EXERCISE OBJECTIVE — Print the range of lines that opens with the line containing "of the canyon" and closes with the last line of the listing. Include both ends; print nothing more.

[Collection entries]

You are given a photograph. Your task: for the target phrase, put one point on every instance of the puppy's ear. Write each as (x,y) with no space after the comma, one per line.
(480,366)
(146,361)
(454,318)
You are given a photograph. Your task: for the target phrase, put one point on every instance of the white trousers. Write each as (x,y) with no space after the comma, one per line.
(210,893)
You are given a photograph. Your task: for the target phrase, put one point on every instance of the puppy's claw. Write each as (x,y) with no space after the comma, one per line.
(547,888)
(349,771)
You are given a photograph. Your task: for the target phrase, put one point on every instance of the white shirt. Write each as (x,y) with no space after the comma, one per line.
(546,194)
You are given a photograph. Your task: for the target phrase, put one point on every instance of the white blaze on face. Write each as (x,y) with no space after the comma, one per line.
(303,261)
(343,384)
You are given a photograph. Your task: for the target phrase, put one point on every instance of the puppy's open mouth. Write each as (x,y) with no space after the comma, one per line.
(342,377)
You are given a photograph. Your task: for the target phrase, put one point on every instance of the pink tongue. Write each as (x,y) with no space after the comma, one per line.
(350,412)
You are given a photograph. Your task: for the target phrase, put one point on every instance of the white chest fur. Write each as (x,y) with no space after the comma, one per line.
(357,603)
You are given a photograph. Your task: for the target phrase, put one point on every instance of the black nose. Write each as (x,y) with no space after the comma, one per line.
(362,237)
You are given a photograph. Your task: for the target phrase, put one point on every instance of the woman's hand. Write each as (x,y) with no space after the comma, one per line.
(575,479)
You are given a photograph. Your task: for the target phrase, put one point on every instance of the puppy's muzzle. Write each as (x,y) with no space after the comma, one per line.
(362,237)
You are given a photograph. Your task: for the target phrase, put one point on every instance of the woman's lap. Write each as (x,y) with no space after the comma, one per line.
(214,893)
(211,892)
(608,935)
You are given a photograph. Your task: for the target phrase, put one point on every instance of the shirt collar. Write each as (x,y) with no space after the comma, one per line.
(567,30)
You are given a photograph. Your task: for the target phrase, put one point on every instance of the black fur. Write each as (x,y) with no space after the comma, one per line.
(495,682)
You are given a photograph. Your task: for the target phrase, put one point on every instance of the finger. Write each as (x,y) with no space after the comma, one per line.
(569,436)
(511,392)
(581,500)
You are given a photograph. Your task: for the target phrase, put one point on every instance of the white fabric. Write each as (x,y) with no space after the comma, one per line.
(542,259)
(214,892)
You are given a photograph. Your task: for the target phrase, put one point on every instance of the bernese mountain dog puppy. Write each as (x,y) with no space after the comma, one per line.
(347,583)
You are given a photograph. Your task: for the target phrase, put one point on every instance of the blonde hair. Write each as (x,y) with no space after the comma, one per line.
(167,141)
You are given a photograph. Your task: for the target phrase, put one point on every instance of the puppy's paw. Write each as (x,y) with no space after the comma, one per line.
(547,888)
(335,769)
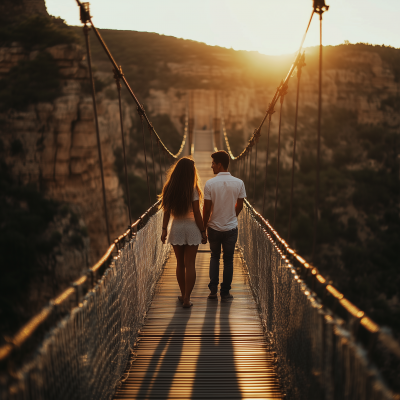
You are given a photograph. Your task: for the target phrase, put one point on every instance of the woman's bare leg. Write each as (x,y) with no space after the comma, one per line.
(180,267)
(190,261)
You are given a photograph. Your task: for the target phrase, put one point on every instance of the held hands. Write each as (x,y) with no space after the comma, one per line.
(203,237)
(164,235)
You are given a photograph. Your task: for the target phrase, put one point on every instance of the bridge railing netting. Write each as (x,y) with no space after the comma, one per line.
(86,354)
(317,357)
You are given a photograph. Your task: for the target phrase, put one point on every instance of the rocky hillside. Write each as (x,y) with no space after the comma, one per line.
(359,226)
(48,138)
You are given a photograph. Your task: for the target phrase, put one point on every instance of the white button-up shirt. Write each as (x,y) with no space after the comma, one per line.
(223,190)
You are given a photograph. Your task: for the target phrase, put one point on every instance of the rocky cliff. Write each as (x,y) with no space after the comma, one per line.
(59,144)
(360,141)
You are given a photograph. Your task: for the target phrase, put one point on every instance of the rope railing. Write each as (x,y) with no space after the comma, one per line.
(327,348)
(80,344)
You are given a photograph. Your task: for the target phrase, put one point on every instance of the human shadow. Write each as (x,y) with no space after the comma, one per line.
(216,374)
(159,375)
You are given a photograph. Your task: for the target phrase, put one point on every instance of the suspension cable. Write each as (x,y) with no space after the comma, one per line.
(159,163)
(266,159)
(300,65)
(257,137)
(118,82)
(86,33)
(276,95)
(282,94)
(86,18)
(320,8)
(140,111)
(150,127)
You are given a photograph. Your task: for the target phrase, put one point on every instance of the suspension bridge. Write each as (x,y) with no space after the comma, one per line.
(120,332)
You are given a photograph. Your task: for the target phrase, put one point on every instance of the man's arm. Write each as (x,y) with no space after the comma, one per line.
(239,206)
(206,212)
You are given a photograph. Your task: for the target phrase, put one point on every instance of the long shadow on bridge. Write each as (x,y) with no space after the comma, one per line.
(214,350)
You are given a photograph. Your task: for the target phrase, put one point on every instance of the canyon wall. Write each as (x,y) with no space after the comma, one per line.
(60,155)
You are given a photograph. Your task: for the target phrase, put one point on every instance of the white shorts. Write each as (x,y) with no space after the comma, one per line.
(184,231)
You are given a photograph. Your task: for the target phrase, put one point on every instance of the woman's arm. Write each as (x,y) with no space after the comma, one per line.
(199,220)
(167,214)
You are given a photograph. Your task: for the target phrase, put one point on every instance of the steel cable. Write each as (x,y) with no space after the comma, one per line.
(86,34)
(152,157)
(282,97)
(159,158)
(316,207)
(144,151)
(300,65)
(117,81)
(266,163)
(255,173)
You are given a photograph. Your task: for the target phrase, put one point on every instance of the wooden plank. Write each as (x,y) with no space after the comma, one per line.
(214,350)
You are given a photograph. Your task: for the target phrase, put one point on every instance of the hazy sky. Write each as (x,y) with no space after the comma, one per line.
(267,26)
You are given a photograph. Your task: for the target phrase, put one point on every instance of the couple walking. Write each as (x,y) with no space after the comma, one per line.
(223,200)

RESPONSE BELOW —
You are given a photograph. Your task: for the target phrase, put one point on every instance of the canyon wall. Write each as (x,y) with no space after the comma, one per line.
(60,155)
You are given a photograph. Your task: for the target phrase, put one point on every instance of the white shorts. Write each as (x,y) with no space after the comma, one per line.
(184,231)
You are given a photograph. Your task: for the target phrase, put one point on every instance of the woman's arm. Write each as (x,y) with no space after the comma, one per line.
(199,220)
(167,214)
You are given a photograph. Your task: for the target phrase, put one point on every instance of the steel cable. Write each as (x,y) with no space after the comma, one per line.
(86,34)
(152,157)
(282,97)
(159,158)
(316,207)
(144,151)
(300,65)
(117,81)
(266,163)
(255,173)
You are given a photograph. Your task: for the target phrase, put one point on every instance of the wooden plank. Write each as (x,y) with no space after the comma, one per line.
(214,350)
You are given a photograph. Your task: for the target phrase, put one point on every instance of the hazy sky. Write each as (x,y) with no space after the comma, one per line.
(267,26)
You are given a photograph. Your task: for the target phrase, put one point on every instance of the couple walking. Write each as (x,y) with no space after the comma, one per line.
(223,200)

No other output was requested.